--- Brano dell'esercizio ---

Il pancreas non solo può essere indotto in errore da un’errata segnalazione della quantità di glucosio presente nel sangue, ma può anche essere messo in condizione di disfarsi delle cellule che dovrebbero secernere l’insulina, perché ritenute superflue

Sicuramente queste sono fantasie diabetiche, ma forse varrebbe la pena di approfondirle in una ricerca più approfondita.

Se la malattia consiste non in un difetto fisico del pancreas, incapace di secernere quantità sufficienti d’insulina, ma in un difetto del sistema di controllo, allora la situazione è molto più grave, perché viene a mancare l’affidabilità di tutto il sistema di controllo del glucosio.

Il sistema diventa inaffidabile e questo comporta altre considerazioni.

Nei pazienti diabetici di tipo uno è evidente che il sistema di controllo è pressocché inesistente, non è affidabile.

Non si spiega allora perché i medici facciano il “profilo glicemico” in questi pazienti.

--- Dati ---

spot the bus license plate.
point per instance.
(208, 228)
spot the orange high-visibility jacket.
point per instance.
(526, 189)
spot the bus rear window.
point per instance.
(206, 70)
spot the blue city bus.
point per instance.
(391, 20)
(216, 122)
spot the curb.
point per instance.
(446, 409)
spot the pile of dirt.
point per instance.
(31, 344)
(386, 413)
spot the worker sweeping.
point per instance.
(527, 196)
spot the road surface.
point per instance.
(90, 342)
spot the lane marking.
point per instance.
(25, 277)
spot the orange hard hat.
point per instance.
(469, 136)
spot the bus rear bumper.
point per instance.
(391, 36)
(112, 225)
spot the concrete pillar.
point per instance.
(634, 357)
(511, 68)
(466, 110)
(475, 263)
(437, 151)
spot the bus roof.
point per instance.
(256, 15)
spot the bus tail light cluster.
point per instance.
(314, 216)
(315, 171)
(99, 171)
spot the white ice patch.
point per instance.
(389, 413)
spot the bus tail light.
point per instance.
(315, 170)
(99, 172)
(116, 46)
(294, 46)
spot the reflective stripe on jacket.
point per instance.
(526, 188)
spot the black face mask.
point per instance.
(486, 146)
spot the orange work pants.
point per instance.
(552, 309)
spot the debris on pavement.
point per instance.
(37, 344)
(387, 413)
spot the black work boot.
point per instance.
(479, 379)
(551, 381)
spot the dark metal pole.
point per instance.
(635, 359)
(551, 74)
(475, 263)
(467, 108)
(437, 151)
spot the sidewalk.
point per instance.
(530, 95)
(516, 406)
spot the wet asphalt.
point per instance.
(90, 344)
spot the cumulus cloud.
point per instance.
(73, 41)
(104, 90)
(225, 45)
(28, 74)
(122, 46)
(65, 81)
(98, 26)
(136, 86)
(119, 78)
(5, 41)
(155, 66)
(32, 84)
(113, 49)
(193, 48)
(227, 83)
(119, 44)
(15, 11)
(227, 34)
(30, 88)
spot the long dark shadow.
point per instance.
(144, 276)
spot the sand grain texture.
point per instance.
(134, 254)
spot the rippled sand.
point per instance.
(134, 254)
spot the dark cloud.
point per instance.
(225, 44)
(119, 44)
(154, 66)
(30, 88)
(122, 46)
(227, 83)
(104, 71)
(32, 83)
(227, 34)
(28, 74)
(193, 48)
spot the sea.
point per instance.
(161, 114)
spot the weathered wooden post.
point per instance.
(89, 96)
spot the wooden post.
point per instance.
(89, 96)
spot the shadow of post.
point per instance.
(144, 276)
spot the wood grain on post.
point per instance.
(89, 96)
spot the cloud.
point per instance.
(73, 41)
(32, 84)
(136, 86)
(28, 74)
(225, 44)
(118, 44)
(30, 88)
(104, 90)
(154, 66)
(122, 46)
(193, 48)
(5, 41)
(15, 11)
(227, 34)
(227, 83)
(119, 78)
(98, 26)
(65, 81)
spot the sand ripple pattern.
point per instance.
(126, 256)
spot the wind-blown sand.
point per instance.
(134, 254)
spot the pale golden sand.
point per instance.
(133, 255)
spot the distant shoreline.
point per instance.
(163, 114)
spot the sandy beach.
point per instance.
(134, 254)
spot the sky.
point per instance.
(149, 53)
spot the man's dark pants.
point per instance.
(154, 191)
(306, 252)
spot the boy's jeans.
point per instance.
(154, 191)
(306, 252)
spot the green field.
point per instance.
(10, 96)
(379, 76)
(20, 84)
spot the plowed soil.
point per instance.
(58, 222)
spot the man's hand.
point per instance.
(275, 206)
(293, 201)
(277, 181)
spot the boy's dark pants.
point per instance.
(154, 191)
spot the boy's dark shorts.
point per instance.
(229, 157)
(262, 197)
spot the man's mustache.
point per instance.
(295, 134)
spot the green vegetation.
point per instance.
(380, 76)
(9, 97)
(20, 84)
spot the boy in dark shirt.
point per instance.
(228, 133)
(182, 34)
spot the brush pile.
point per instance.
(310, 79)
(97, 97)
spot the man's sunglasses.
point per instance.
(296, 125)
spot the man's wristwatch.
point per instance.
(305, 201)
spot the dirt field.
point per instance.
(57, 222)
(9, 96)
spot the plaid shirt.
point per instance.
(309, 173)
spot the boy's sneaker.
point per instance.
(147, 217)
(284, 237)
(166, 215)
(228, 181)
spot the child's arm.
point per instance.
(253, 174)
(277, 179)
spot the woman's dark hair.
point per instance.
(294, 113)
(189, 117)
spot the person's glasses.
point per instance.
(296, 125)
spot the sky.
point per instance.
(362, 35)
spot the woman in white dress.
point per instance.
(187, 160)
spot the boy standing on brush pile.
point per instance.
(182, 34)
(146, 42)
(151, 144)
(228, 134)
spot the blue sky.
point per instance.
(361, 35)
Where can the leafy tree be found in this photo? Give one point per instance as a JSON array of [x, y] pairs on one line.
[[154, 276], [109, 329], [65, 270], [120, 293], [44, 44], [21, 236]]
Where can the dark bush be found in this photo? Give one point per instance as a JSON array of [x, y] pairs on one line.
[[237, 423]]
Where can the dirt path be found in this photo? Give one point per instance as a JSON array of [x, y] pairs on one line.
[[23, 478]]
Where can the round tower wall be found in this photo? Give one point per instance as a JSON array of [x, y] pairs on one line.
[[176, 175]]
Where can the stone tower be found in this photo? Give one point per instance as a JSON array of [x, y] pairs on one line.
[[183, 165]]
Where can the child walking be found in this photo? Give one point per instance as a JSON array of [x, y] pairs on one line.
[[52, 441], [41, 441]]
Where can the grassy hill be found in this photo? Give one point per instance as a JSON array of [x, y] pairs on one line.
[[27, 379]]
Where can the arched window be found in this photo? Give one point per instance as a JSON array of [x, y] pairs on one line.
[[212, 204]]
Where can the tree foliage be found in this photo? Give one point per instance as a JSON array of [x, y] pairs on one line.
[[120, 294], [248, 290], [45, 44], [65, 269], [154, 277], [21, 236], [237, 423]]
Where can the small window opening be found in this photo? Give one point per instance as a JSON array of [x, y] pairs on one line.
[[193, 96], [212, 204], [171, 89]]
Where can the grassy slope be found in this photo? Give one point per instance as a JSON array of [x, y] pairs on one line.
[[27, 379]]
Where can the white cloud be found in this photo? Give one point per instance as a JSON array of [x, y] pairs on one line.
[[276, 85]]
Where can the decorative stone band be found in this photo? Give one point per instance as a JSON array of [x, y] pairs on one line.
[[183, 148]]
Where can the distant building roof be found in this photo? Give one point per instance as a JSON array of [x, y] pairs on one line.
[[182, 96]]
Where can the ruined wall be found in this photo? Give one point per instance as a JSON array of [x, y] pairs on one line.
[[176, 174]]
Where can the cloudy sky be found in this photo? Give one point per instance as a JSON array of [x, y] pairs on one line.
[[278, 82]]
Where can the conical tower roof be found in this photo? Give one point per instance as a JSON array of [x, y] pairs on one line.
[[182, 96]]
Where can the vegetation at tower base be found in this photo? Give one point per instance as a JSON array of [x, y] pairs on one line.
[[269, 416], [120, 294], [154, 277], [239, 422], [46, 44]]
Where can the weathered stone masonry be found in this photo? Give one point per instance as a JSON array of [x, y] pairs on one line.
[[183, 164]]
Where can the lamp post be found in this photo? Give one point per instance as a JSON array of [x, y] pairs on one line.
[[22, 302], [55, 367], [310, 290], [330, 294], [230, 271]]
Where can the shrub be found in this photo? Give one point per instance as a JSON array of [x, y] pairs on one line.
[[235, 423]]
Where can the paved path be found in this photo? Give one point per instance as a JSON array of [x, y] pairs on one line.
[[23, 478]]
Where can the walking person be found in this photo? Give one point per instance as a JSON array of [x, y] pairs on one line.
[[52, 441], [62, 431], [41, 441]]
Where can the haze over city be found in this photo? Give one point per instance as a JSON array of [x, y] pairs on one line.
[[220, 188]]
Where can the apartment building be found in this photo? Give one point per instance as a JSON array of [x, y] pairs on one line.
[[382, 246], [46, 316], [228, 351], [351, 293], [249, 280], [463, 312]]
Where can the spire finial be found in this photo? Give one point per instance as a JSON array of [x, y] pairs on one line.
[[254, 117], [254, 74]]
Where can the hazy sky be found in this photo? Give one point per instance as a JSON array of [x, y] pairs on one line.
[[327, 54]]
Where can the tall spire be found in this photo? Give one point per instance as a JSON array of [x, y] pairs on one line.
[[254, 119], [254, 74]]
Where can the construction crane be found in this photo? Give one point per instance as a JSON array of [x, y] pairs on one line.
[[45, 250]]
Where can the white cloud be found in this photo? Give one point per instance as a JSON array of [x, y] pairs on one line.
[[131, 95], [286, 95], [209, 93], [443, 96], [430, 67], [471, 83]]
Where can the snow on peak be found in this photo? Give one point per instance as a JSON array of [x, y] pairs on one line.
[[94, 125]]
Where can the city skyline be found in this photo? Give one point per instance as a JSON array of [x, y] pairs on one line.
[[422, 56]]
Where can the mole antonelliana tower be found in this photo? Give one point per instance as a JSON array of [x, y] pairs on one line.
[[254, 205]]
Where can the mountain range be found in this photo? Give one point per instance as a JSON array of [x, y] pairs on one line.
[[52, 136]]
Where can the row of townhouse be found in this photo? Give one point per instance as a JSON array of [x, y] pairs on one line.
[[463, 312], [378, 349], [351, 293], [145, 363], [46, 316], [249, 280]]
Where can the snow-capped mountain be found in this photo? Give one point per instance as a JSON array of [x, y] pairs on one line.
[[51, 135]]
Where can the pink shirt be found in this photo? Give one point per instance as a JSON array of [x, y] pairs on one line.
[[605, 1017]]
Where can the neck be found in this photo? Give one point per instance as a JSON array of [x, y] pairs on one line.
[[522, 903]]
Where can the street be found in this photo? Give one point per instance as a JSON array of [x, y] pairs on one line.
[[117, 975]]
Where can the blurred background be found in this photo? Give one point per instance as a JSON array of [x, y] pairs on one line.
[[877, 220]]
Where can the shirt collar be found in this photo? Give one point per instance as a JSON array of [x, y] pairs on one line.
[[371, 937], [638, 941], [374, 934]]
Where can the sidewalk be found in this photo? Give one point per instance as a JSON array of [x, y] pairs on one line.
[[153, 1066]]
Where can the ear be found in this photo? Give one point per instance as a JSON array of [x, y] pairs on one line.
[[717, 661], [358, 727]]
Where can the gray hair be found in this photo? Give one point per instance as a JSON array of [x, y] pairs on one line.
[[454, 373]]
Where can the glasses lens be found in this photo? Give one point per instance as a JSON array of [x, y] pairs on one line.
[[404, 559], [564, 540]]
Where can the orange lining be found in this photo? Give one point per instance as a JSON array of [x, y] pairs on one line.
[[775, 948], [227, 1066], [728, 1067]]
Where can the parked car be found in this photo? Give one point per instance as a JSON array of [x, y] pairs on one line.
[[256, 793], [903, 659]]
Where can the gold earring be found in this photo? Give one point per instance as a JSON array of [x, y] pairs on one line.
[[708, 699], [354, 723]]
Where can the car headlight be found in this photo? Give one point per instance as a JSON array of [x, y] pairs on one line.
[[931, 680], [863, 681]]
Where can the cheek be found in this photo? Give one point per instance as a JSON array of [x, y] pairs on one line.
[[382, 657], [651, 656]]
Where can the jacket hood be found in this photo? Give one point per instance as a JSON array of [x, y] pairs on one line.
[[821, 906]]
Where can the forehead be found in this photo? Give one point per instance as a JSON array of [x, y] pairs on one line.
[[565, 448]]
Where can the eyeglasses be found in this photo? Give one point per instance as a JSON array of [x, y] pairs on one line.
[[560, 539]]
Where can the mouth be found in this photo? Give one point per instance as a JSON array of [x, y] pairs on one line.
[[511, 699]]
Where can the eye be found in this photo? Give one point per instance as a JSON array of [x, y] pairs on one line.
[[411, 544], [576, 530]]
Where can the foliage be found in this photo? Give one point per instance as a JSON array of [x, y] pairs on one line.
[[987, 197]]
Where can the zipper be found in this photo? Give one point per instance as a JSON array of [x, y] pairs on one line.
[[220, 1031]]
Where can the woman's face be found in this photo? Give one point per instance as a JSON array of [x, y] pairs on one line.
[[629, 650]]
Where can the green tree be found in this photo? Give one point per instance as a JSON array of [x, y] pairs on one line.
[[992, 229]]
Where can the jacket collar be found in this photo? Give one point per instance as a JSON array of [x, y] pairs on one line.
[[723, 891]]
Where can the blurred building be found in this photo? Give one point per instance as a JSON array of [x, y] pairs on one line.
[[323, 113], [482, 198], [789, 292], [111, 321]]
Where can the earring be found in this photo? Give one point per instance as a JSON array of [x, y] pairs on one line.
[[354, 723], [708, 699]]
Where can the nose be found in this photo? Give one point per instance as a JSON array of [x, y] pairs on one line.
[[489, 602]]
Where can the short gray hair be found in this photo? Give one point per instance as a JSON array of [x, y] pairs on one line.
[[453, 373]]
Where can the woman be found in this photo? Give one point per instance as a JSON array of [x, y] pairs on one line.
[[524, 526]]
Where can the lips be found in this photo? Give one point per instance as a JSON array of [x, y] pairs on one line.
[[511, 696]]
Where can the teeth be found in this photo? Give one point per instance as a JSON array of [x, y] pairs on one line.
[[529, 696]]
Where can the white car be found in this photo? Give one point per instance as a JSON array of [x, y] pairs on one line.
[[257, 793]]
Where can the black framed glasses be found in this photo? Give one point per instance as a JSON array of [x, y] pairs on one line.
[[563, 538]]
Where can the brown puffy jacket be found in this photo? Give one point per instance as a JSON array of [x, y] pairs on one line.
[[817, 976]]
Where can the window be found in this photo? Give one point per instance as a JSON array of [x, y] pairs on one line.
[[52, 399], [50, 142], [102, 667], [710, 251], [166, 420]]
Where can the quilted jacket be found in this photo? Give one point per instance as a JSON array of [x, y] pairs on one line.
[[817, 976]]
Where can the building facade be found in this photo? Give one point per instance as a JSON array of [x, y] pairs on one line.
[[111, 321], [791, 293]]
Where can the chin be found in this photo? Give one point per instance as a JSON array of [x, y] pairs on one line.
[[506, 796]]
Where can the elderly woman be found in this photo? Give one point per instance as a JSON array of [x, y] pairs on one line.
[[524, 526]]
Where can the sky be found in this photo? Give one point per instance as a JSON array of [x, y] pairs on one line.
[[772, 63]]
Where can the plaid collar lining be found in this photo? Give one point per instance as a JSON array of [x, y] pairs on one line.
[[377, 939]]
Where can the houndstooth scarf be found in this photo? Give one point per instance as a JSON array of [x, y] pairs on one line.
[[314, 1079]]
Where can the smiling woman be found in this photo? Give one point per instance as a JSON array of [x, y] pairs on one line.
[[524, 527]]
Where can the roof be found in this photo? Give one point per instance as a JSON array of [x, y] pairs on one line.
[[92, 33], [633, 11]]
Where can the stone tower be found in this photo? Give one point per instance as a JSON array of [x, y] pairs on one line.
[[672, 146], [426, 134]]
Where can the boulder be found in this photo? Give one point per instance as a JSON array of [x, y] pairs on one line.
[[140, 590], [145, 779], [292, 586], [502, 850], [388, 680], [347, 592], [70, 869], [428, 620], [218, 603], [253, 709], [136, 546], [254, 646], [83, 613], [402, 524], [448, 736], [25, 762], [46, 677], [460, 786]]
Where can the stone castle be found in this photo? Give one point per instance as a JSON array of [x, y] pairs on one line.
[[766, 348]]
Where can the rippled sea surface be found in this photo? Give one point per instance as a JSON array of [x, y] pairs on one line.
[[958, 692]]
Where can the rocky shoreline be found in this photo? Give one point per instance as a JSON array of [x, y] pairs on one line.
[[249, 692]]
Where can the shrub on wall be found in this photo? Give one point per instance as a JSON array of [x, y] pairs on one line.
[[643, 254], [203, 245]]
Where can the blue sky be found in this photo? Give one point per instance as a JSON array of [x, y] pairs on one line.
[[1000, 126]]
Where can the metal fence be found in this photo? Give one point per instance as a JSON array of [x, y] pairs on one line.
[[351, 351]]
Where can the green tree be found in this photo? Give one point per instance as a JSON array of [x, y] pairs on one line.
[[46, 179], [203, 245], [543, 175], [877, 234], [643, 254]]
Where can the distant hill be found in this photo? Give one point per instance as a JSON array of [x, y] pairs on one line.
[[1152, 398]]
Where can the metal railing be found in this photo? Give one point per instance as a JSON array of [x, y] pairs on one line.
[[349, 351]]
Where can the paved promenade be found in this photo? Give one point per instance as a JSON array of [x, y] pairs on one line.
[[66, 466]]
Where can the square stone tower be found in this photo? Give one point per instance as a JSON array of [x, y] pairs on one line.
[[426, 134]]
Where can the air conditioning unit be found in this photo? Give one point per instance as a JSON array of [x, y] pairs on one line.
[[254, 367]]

---

Compiti da svolgere –
**a.** Che cosa afferma il brano sul diabete riguardo al sistema di controllo nei pazienti diabetici di tipo uno?
**b.** Trascrivi il brano sul diabete nel tratto che va da "Il pancreas non" fino a "non è affidabile.".

Soluzioni –
**a.** È quasi inesistente e non è affidabile.

**b.**
Il pancreas non solo può essere indotto in errore da un’errata segnalazione della quantità di glucosio presente nel sangue, ma può anche essere messo in condizione di disfarsi delle cellule che dovrebbero secernere l’insulina, perché ritenute superflue

Sicuramente queste sono fantasie diabetiche, ma forse varrebbe la pena di approfondirle in una ricerca più approfondita.

Se la malattia consiste non in un difetto fisico del pancreas, incapace di secernere quantità sufficienti d’insulina, ma in un difetto del sistema di controllo, allora la situazione è molto più grave, perché viene a mancare l’affidabilità di tutto il sistema di controllo del glucosio.

Il sistema diventa inaffidabile e questo comporta altre considerazioni.

Nei pazienti diabetici di tipo uno è evidente che il sistema di controllo è pressocché inesistente, non è affidabile.